#### Work instructions:
**a.** Do the following statements agree with the article on headaches in breast cancer patients? Answer yes or no for each, quoting the words from the article that decide it.
(i) The sleep behavioral therapy program ran for six weeks.
(ii) The benefits of the program had faded by the one-year follow-up.
(iii) The study was published in the journal Cancer.
**b.** Answer these questions from the article on headaches in breast cancer patients.
(i) Where does Dr. Yohannes Woldeamanuel work?
(ii) Besides headache burden, what else did the data show an improvement in?
(iii) What single word does Woldeamanuel use to describe the link between insomnia and headaches?
**c.** Return the passage of the article on headaches in breast cancer patients that starts with "Woldeamanuel, who works" and goes on through "are directly associated.".

Patients with breast cancer are advised to get regular sleep, exercise often, stay hydrated and eat healthy and nutritious foods to prevent “highly debilitating” headaches, according to an expert from Stanford University School of Medicine.
Patients with breast cancer who were actively receiving chemotherapy achieved a significant reduction in headache burden after participating in a six-week sleep behavioral therapy program, according to recent study results.
The data — which were published in the journal Cancer — also showed an improvement in insomnia. Moreover, the results of the sleep behavioral therapy program had lasting positive effects after a year of follow-up.
Although cancer survivorship is increasing, many survivors experience a plethora of comorbidities including headache burden, according to Dr. Yohannes Woldeamanuel, a physician, research scientist and neurologist at Stanford University School of Medicine.
“(Headache burden is) highly stigmatized, it’s undertreated or even under diagnosed or misdiagnosed,” Woldeamanuel, who was the lead author on the study, said in an interview with CURE®.
He added that when someone has a migraine or headache, they might be told to just power through it. “But it’s highly debilitating,” he cautioned, and headaches can affect a survivor’s ability to think clearly, be physically active and increase sensitivity to light and sound.
“It is important to address this headache burden in cancer survivors, so as to improve their quality of life and to make them more productive,” he said.
Woldeamanuel, who works specifically in the division of headache and facial pain and collaborates with the survivorship research program, says that cancer survivors could experience the burden of headaches for many reasons, such as stress or side effects. But he mentioned that insomnia and headaches are directly associated.
“The presence of one leads to the presence of another so it’s bidirectional. If we reduce the insomnia, we can also reduce the migraine or headache component,” he said.

#### Available data:
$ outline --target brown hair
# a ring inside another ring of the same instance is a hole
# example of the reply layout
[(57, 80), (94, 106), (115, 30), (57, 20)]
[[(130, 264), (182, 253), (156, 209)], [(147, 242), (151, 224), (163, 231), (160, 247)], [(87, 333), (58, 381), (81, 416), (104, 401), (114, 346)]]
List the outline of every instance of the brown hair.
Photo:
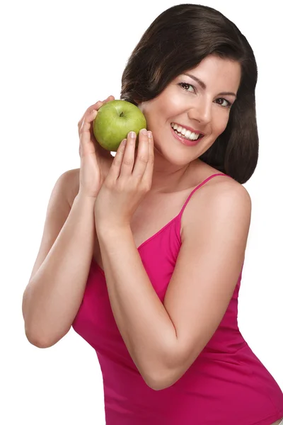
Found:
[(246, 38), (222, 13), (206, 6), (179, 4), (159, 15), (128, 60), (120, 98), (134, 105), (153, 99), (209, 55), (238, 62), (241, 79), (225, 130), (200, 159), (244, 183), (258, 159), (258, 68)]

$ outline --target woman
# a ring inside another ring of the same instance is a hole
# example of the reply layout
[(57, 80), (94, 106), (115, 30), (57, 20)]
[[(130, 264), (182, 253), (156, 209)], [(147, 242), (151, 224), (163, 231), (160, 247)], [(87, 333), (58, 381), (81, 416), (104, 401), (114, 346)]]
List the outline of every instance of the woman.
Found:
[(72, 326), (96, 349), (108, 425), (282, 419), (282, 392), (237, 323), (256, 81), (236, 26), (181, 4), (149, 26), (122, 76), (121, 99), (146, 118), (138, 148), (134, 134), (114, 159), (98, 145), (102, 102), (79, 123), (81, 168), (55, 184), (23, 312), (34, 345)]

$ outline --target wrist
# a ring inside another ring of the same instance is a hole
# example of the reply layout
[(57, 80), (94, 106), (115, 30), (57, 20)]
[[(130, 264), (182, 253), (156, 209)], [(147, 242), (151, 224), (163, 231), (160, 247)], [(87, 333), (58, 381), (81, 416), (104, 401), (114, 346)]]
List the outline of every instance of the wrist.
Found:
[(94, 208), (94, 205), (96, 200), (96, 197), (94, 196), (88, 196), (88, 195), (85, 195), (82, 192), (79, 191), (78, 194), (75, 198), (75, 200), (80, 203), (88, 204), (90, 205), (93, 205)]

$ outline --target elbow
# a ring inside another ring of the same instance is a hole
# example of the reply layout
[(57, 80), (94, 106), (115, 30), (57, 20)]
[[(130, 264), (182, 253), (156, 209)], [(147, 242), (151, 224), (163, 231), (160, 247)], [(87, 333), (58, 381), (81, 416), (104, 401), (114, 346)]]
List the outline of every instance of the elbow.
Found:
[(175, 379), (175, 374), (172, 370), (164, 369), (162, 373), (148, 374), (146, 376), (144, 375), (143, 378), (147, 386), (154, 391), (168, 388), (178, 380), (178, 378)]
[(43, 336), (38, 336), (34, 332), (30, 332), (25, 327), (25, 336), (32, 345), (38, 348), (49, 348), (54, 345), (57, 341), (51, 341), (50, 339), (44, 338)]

#### Answers to this exercise:
**a.**
(i) Yes: "a six-week sleep behavioral therapy program"
(ii) No: "the results of the sleep behavioral therapy program had lasting positive effects after a year of follow-up"
(iii) Yes: "which were published in the journal Cancer"

**b.**
(i) Stanford University School of Medicine
(ii) Insomnia
(iii) Bidirectional

**c.**
Woldeamanuel, who works specifically in the division of headache and facial pain and collaborates with the survivorship research program, says that cancer survivors could experience the burden of headaches for many reasons, such as stress or side effects. But he mentioned that insomnia and headaches are directly associated.